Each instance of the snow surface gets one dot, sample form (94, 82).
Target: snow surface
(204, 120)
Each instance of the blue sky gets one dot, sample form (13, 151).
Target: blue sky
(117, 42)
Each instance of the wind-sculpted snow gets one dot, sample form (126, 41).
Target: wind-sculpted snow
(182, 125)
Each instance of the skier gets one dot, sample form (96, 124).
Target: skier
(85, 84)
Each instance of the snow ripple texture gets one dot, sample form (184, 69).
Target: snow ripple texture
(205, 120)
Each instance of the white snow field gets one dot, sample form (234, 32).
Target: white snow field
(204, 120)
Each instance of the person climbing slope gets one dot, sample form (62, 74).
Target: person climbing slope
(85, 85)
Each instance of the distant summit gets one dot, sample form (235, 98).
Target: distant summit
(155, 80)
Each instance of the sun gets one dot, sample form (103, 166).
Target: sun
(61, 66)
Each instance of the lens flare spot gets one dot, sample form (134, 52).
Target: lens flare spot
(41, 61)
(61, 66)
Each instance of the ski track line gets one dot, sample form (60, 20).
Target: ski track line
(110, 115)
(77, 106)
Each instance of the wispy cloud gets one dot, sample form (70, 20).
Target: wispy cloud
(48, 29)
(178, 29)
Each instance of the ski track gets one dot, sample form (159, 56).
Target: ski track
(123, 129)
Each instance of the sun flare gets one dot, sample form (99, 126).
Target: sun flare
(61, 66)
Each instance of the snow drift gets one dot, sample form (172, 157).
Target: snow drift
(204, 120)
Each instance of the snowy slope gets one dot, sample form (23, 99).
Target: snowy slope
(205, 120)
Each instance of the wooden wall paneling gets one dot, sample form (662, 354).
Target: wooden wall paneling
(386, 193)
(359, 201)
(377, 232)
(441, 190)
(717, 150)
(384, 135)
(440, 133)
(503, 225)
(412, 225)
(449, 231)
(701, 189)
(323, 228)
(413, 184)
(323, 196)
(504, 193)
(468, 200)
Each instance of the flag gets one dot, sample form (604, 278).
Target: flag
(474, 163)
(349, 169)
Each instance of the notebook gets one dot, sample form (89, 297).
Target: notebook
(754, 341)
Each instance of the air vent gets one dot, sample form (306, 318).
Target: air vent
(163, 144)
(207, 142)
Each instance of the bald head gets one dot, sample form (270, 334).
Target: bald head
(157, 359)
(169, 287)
══════
→ **Directions for this task**
Line by line, retype all of the records exactly.

→ **Exercise result**
Each instance of the snow surface gets one dot, sample form (94, 82).
Target: snow surface
(204, 120)
Each instance of the blue sky gets one dot, sample form (13, 151).
Target: blue sky
(117, 42)
Each instance of the wind-sculpted snow gets one dot, sample form (126, 41).
Target: wind-sculpted snow
(182, 125)
Each instance of the skier gets one dot, sample form (96, 124).
Target: skier
(85, 84)
Each instance of the snow ripple texture gets one dot, sample form (184, 69).
Target: snow ripple texture
(205, 120)
Each instance of the white snow field gets one dot, sample form (234, 32).
Target: white snow field
(204, 120)
Each instance of the person climbing slope gets one dot, sample form (62, 74).
Target: person climbing slope
(85, 85)
Each instance of the distant summit gets one dot, sample form (235, 98).
Target: distant summit
(155, 80)
Each instance of the sun gets one dot, sample form (103, 166).
Target: sun
(61, 66)
Each instance of the lens flare spot gets one dot, sample form (134, 52).
Target: lens flare spot
(41, 61)
(61, 66)
Each instance of the ski track line gets one dot, sample form (60, 20).
Target: ski track line
(110, 115)
(77, 106)
Each instance of the wispy cloud gets one dot, sample form (70, 20).
Target: wispy cloud
(48, 29)
(178, 29)
Each instance of the ski track gets one dot, sample form (159, 56).
Target: ski track
(123, 129)
Each instance of the sun flare gets one dot, sample form (99, 126).
Target: sun flare
(61, 66)
Each instance of the snow drift gets one dot, sample form (172, 157).
Target: snow drift
(204, 120)
Each instance of the snowy slope gets one dot, sample form (23, 99).
Target: snowy slope
(205, 120)
Each instance of the wooden wall paneling gets one dot, sample form (662, 354).
Target: wooden wall paneling
(386, 193)
(359, 201)
(377, 232)
(441, 190)
(717, 150)
(384, 135)
(440, 133)
(503, 225)
(412, 225)
(449, 231)
(701, 189)
(323, 228)
(413, 184)
(323, 196)
(504, 193)
(468, 200)
Each instance of the flag gets one dot, sample form (604, 278).
Target: flag
(474, 163)
(349, 169)
Each instance of the notebook gets one dot, sample form (89, 297).
Target: notebook
(754, 341)
Each instance of the air vent gets one dot, sample form (306, 318).
Target: air vent
(163, 144)
(207, 142)
Each instance of the bald head gets one dot, sample form (270, 334).
Target: bald head
(157, 359)
(169, 287)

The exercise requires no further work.